**Work to be completed:**
Reproduce, unchanged, the lines from the one containing "I need to find the blue" through the one containing "top-left (0, 0), bottom-right (800, 350)".

**Data extract:**
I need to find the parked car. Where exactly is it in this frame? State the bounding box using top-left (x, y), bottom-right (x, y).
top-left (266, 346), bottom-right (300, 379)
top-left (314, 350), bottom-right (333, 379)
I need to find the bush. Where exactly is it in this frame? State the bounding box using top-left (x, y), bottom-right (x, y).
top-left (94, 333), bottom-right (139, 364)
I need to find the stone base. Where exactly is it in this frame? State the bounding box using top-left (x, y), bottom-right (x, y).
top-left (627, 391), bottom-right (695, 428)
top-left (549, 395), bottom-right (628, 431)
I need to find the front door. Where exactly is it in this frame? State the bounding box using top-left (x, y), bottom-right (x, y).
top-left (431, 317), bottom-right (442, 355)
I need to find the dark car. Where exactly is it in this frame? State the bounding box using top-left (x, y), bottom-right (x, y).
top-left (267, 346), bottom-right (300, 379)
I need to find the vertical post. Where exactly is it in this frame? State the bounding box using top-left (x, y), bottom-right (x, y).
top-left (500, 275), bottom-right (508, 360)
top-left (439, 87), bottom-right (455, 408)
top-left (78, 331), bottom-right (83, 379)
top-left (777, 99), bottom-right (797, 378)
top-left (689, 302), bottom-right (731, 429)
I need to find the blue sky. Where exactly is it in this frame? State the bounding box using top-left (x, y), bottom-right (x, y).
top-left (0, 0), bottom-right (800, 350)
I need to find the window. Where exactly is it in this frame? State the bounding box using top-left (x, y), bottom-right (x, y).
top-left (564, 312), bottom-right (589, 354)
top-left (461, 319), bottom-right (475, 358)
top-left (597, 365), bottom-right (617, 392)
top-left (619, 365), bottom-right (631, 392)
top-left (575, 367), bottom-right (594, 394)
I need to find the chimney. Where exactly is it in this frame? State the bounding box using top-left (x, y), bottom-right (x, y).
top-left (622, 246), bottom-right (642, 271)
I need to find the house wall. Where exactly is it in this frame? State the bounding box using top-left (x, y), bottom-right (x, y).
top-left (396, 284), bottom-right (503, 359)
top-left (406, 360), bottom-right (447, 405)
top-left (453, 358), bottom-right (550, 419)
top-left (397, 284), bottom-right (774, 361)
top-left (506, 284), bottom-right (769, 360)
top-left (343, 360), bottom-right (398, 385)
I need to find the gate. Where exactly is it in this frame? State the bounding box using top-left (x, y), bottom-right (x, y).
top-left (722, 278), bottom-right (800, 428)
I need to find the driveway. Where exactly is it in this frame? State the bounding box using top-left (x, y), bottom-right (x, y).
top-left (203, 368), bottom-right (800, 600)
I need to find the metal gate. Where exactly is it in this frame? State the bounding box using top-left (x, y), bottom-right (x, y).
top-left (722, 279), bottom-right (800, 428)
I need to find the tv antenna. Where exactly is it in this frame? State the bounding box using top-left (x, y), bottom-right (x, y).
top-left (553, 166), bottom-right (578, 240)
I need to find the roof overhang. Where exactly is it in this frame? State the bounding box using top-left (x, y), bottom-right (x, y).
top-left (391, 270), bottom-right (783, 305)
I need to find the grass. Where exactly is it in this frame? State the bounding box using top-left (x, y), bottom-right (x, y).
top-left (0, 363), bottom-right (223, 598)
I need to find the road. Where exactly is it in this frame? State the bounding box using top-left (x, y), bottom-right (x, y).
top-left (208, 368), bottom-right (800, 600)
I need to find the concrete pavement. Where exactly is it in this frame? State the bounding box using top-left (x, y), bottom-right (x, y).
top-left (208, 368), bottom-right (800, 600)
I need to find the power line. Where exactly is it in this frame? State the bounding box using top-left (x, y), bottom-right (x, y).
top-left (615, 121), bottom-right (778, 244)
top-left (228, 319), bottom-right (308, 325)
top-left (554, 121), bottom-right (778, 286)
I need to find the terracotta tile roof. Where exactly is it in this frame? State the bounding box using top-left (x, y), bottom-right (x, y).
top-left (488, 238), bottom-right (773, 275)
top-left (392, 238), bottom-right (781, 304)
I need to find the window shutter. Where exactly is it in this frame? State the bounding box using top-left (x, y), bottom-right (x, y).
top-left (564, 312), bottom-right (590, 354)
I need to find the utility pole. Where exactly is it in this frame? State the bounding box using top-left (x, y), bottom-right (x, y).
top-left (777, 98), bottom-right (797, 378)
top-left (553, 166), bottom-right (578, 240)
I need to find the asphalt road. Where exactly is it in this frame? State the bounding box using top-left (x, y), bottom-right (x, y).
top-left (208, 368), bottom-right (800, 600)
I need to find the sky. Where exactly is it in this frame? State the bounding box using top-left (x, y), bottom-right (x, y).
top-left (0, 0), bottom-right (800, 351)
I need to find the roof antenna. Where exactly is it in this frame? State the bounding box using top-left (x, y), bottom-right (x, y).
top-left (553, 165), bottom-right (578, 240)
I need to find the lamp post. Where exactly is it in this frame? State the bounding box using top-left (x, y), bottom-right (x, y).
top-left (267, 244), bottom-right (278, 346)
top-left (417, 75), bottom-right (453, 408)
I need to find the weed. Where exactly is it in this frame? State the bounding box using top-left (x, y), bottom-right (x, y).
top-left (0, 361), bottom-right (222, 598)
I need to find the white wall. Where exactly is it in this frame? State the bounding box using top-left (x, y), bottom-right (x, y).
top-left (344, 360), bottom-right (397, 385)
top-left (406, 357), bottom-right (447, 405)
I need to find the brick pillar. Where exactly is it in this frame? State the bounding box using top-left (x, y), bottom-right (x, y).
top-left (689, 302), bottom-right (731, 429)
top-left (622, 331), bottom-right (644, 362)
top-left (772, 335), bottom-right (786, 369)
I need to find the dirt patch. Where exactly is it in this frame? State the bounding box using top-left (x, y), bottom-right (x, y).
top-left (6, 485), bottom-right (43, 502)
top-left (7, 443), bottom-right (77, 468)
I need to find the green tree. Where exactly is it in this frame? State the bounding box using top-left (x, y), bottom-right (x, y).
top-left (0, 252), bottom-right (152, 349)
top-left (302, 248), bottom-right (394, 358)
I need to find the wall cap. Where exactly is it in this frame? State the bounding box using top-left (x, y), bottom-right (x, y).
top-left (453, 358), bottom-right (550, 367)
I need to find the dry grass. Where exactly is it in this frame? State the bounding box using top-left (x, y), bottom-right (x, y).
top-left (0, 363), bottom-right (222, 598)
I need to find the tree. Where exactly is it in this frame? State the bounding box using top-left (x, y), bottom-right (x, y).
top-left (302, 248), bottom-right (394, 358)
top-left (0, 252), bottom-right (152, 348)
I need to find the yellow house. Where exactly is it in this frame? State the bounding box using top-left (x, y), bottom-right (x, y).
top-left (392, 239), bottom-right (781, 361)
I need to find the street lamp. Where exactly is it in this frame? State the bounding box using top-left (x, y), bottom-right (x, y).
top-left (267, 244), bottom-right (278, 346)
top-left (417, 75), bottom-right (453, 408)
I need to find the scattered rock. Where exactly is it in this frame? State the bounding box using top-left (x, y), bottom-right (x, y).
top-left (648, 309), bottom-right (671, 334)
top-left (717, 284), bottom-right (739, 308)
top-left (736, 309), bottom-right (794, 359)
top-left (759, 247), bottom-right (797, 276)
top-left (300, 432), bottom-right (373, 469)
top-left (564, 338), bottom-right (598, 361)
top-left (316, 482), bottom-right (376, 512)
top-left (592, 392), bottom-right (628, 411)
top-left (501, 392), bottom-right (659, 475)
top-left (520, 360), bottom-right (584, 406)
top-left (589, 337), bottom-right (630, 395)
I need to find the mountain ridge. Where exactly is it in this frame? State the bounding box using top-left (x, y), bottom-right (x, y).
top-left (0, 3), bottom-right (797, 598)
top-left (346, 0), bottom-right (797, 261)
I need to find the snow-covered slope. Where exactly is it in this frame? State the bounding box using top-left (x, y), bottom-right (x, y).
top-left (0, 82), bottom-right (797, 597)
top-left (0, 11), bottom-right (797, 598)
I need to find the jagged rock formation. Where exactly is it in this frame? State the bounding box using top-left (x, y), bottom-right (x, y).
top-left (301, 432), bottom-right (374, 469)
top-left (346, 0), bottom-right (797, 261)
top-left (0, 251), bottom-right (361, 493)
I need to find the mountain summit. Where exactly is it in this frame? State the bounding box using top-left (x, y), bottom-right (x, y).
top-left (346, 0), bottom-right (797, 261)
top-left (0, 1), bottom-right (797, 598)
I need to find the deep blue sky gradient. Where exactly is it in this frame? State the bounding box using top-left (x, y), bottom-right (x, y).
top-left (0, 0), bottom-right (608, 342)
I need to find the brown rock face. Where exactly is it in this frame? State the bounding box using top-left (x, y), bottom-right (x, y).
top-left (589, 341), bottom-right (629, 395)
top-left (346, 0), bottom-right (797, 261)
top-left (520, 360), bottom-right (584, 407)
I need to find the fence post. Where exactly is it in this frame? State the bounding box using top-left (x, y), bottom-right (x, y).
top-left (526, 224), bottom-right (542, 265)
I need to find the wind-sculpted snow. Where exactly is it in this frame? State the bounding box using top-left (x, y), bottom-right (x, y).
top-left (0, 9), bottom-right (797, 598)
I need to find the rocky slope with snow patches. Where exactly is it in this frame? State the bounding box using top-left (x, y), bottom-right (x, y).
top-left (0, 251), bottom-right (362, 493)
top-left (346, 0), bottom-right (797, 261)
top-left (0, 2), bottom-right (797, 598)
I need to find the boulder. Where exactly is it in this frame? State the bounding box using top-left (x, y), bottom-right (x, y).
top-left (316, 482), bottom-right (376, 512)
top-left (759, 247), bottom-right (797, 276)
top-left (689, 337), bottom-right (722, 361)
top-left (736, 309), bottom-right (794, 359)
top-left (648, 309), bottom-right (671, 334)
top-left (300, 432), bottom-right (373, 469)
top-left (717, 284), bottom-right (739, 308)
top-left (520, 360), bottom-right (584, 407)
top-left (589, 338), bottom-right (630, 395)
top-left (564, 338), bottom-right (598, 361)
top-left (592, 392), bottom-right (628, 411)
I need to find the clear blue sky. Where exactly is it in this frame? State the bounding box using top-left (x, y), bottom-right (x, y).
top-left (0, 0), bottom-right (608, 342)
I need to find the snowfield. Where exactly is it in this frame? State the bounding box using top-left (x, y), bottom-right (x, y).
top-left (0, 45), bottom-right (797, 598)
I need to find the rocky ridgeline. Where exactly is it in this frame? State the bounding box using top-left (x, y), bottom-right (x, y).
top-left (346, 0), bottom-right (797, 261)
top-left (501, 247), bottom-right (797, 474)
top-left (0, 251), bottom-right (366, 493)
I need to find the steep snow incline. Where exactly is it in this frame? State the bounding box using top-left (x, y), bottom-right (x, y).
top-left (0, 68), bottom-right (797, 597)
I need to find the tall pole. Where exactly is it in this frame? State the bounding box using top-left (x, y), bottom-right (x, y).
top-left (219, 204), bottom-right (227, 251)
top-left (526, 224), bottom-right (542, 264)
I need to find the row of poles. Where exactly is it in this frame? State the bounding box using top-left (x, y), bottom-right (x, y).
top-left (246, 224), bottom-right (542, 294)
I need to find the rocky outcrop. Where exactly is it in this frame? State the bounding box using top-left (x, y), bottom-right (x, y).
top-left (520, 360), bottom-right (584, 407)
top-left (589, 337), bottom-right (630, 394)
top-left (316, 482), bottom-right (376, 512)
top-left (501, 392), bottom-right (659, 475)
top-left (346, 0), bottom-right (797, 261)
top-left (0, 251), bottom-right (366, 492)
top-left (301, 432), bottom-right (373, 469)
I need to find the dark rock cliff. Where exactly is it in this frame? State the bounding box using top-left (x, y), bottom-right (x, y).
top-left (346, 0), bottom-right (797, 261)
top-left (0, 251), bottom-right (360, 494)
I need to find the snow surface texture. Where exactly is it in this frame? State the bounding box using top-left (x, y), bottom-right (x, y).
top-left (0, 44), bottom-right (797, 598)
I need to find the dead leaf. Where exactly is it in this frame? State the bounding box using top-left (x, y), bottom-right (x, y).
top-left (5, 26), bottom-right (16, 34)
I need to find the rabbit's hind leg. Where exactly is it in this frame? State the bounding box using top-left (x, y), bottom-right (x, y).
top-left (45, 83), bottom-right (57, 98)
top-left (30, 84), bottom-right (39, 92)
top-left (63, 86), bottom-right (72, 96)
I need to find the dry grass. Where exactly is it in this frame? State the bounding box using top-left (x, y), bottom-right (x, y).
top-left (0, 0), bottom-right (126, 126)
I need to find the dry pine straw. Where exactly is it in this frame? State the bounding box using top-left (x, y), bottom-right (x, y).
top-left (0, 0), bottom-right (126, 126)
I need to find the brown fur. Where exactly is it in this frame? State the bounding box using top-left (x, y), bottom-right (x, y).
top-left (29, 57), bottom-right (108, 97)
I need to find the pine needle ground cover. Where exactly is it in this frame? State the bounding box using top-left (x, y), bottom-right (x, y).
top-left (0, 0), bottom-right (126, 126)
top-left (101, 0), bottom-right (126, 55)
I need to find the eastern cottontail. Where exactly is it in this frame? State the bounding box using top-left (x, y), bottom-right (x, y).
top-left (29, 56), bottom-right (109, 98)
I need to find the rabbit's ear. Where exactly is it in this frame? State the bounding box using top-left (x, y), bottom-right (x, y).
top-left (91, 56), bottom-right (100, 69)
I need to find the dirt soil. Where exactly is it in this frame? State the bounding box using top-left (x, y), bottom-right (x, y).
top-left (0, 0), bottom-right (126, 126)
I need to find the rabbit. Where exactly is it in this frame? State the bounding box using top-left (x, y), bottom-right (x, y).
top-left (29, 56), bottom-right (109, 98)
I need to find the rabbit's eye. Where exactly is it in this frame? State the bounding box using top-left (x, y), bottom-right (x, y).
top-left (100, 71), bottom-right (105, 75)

**Task solution:**
I need to find the blue sky. Where exactly is it in this frame? State the bounding box using top-left (x, y), bottom-right (x, y).
top-left (0, 0), bottom-right (800, 350)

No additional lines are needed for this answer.